Goal: Please copy the records below word for word, everything from the line containing "Identify green lanyard." down to the line containing "157 261 178 276", both of those lines included.

(Records from a data source)
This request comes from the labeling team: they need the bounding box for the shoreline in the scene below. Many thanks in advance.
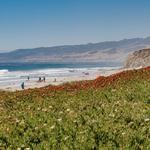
[0,68,125,92]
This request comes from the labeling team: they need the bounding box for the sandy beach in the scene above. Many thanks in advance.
[0,69,123,91]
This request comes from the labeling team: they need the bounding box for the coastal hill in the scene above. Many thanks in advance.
[0,67,150,150]
[0,37,150,64]
[125,49,150,68]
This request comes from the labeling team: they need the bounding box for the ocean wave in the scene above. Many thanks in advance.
[0,69,9,74]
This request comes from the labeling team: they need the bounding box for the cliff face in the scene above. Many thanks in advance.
[0,37,150,65]
[125,48,150,68]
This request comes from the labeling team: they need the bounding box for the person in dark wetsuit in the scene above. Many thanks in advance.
[39,77,41,82]
[28,76,30,81]
[21,82,24,90]
[43,77,46,82]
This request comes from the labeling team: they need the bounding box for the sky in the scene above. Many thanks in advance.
[0,0,150,52]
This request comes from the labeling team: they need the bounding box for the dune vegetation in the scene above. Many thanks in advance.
[0,67,150,150]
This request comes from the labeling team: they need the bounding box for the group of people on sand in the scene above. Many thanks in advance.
[21,76,46,90]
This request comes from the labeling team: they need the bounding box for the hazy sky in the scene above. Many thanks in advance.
[0,0,150,52]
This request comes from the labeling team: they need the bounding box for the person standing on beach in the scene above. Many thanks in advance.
[39,77,41,82]
[28,76,30,81]
[21,82,24,90]
[43,77,45,82]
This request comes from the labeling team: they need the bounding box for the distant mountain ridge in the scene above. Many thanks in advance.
[0,37,150,63]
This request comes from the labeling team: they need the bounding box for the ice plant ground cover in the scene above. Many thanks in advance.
[0,67,150,150]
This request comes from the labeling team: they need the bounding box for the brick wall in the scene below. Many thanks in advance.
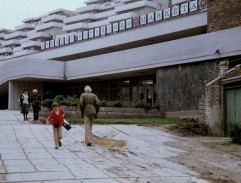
[208,0,241,32]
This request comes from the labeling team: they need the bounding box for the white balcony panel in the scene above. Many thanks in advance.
[0,48,12,54]
[42,15,65,23]
[108,12,139,22]
[21,41,41,48]
[4,31,27,40]
[94,10,116,19]
[28,32,52,40]
[121,0,141,3]
[19,38,29,44]
[88,20,110,29]
[64,13,94,24]
[76,4,101,13]
[35,22,64,31]
[15,24,34,31]
[13,50,38,57]
[13,46,23,52]
[115,0,158,13]
[27,30,37,36]
[84,0,100,4]
[2,39,20,46]
[63,23,88,31]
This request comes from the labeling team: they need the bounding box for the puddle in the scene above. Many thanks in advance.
[94,139,126,147]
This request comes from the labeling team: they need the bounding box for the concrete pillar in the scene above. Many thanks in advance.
[8,81,43,110]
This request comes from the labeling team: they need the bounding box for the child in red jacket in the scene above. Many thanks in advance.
[46,102,65,149]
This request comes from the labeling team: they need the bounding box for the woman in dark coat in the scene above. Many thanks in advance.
[20,89,31,121]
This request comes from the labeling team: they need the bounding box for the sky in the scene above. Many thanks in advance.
[0,0,85,29]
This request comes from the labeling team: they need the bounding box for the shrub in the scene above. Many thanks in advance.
[59,96,80,106]
[229,124,241,144]
[53,95,64,104]
[41,99,53,108]
[135,101,152,110]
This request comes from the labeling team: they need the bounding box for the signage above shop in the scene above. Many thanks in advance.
[41,0,201,50]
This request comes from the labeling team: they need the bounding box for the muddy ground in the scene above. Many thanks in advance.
[151,125,241,183]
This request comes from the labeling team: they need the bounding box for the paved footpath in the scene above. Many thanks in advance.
[0,111,207,183]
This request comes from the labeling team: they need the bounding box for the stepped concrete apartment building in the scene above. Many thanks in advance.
[0,0,241,134]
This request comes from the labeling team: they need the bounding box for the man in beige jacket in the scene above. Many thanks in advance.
[80,86,100,146]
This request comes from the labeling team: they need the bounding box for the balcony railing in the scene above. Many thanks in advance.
[0,48,13,54]
[4,31,27,40]
[115,0,158,13]
[108,12,139,22]
[76,4,101,13]
[2,39,20,46]
[42,15,65,23]
[28,32,52,40]
[21,41,41,48]
[15,24,34,31]
[35,22,64,31]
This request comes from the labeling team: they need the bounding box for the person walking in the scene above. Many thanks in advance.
[31,89,41,121]
[46,102,65,149]
[80,86,100,146]
[20,89,31,121]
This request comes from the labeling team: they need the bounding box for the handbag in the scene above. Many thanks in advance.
[63,119,72,131]
[38,104,42,111]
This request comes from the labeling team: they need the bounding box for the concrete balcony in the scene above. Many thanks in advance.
[108,12,139,22]
[0,48,13,54]
[42,15,65,23]
[21,41,41,49]
[115,0,158,13]
[13,50,38,57]
[4,31,27,40]
[2,39,20,46]
[28,32,52,40]
[0,33,5,39]
[121,0,141,3]
[15,24,34,31]
[64,10,116,24]
[35,22,64,31]
[63,23,88,32]
[76,4,101,13]
[13,46,23,52]
[64,13,94,24]
[19,38,29,44]
[84,0,100,5]
[88,20,110,29]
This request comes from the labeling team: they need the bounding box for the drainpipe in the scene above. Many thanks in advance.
[64,62,67,80]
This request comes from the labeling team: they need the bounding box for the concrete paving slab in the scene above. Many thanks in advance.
[0,111,209,183]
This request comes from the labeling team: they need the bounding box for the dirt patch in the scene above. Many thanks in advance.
[153,125,241,183]
[94,139,126,147]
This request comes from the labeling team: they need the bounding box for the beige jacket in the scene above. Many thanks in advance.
[80,93,100,116]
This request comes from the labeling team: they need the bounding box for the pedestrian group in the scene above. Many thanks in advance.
[20,86,100,149]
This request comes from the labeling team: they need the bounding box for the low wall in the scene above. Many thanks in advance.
[40,106,163,119]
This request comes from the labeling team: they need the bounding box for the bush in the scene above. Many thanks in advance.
[135,101,152,110]
[41,99,53,108]
[229,124,241,144]
[54,95,64,104]
[59,96,80,106]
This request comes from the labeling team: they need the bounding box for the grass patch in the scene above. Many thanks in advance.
[67,118,180,125]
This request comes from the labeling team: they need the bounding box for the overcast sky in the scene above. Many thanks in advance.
[0,0,85,29]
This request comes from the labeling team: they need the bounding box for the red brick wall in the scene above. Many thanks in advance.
[208,0,241,32]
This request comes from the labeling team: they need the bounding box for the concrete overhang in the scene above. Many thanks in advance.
[0,12,207,61]
[66,27,241,80]
[0,58,65,85]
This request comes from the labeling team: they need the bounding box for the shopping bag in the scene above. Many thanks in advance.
[64,119,72,131]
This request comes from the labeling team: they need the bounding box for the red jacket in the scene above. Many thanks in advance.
[46,109,65,126]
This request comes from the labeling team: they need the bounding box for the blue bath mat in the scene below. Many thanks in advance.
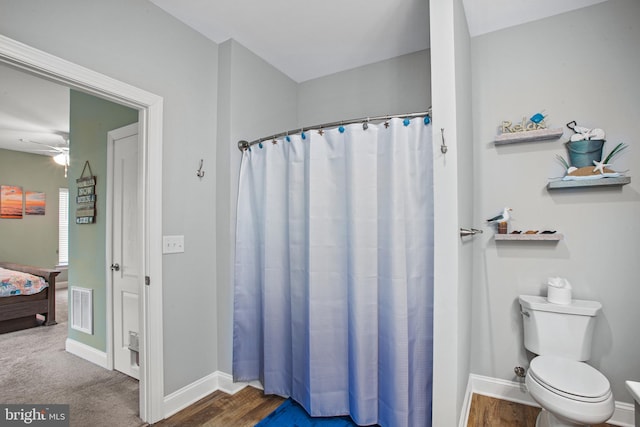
[255,398,357,427]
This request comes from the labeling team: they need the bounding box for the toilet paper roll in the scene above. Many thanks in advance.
[547,285,571,305]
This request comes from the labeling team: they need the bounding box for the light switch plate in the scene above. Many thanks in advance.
[162,236,184,254]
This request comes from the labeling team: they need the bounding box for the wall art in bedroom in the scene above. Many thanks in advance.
[76,160,96,224]
[0,185,22,219]
[24,191,46,215]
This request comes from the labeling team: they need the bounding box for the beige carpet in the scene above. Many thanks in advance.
[0,289,146,427]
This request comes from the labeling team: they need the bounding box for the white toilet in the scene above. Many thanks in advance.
[519,295,615,427]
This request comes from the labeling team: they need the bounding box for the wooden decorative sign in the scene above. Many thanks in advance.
[76,160,96,224]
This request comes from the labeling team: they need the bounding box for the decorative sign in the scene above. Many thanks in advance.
[501,113,547,133]
[76,160,96,224]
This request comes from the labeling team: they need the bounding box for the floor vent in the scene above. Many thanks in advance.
[71,286,93,335]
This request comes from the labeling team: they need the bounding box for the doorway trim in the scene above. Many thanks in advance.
[0,34,164,423]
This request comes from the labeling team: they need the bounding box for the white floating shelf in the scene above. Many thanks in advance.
[494,128,564,145]
[547,176,631,190]
[494,233,564,241]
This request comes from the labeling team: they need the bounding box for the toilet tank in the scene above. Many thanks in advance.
[519,295,602,361]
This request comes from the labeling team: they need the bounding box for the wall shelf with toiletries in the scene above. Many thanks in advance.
[494,128,563,145]
[494,233,564,241]
[547,176,631,190]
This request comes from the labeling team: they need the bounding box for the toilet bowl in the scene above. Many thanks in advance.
[525,356,615,427]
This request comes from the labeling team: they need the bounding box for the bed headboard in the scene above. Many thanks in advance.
[0,262,60,289]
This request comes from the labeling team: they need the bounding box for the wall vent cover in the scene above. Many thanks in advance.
[71,286,93,335]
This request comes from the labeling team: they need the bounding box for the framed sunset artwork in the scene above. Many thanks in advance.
[24,191,46,215]
[0,185,22,219]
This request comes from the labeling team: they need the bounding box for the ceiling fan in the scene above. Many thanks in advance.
[20,132,69,178]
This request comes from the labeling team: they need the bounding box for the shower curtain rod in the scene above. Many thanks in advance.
[238,107,433,151]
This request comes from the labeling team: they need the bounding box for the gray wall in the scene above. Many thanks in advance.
[298,50,431,126]
[471,0,640,402]
[456,0,475,415]
[0,0,218,395]
[0,150,68,268]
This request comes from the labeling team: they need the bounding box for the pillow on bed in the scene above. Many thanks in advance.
[0,267,49,297]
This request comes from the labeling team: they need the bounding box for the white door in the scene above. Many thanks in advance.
[109,123,144,379]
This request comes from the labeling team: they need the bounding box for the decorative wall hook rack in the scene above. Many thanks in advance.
[196,159,204,178]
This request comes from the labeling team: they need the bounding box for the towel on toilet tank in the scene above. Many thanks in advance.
[547,277,571,305]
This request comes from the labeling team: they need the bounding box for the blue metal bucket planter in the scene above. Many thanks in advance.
[566,139,605,168]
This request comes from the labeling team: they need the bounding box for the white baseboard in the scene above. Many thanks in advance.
[460,374,635,427]
[164,371,262,418]
[64,338,109,369]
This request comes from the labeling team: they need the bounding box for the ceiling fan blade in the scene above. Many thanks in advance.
[20,139,69,153]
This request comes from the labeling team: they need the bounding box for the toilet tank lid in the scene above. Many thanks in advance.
[518,295,602,316]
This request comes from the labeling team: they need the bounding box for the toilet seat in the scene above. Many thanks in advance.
[525,356,615,426]
[529,356,611,403]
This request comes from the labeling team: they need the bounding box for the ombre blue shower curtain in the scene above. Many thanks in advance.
[233,118,433,427]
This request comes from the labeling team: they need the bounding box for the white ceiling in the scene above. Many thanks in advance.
[0,0,605,155]
[0,64,69,156]
[151,0,604,82]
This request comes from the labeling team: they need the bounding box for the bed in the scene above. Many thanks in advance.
[0,262,60,333]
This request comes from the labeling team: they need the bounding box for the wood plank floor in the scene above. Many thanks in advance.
[153,387,284,427]
[467,394,613,427]
[153,387,613,427]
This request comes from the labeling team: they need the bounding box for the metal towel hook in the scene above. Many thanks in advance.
[440,128,448,154]
[196,159,204,178]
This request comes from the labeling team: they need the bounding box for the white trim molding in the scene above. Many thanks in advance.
[164,371,262,418]
[459,374,635,427]
[64,338,109,369]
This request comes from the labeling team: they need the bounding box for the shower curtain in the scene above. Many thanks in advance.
[233,118,433,427]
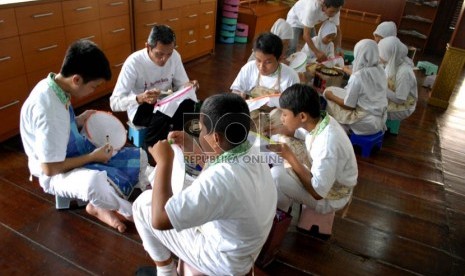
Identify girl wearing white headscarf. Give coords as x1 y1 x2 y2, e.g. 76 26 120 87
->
247 18 294 64
323 39 388 135
378 36 418 120
302 20 337 61
373 21 397 43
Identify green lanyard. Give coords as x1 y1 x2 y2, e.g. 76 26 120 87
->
210 141 251 167
47 73 71 109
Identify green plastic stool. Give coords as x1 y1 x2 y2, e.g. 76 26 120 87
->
386 119 400 135
417 61 438 75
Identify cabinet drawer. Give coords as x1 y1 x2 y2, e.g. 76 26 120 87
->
105 43 131 90
181 28 199 59
15 2 63 34
133 0 161 12
162 10 182 33
100 15 131 49
134 11 163 45
21 28 67 72
181 5 201 30
0 36 25 80
0 75 29 141
62 0 99 25
99 0 129 17
0 9 18 38
161 0 200 10
65 20 102 47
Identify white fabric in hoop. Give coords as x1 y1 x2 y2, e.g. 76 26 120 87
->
246 94 281 112
81 111 126 150
153 86 197 117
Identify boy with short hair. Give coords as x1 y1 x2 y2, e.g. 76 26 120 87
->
269 84 358 214
20 40 148 232
286 0 344 61
133 93 276 275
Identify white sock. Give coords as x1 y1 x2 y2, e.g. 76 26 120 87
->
157 261 178 276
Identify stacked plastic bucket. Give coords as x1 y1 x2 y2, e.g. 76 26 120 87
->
219 0 248 44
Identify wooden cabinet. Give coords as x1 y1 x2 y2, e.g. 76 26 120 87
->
0 0 131 141
397 0 440 57
0 8 29 141
133 0 217 61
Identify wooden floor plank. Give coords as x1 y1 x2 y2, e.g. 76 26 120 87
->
0 225 89 275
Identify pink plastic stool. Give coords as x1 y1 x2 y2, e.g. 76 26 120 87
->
236 23 249 36
177 259 204 276
223 0 241 6
297 204 334 235
222 10 239 18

Result for this exercise:
Identify green lanyard. Give coords as x1 y1 x2 y2, e.g. 76 26 120 87
->
210 141 251 167
47 73 71 109
Identify green plastic stool. Give coords as x1 y1 x2 y2, e.g. 76 26 120 87
->
386 119 400 135
417 61 438 75
Identify cabinet drawer. Give coords as x1 y1 x2 y2, e.g. 76 26 120 87
->
105 43 131 90
181 28 199 59
15 2 63 34
133 0 161 12
162 10 182 33
100 15 131 49
134 11 163 45
21 28 67 72
181 5 201 30
0 36 25 80
0 75 29 141
62 0 99 25
99 0 129 17
0 9 18 38
161 0 200 10
65 20 102 47
Identify white fabric in hoop. Give coords as x1 y1 x2 y2, e.g. 76 26 120 87
->
246 94 281 112
81 111 126 150
153 86 197 117
Identify boy with short hair. Give coords as x1 y1 x2 y2, e.g. 76 26 120 87
->
269 84 358 214
20 40 148 232
286 0 344 61
133 93 276 275
Identify white sock. Give coords as x1 y1 x2 y2, e.g. 76 26 120 87
->
157 261 178 276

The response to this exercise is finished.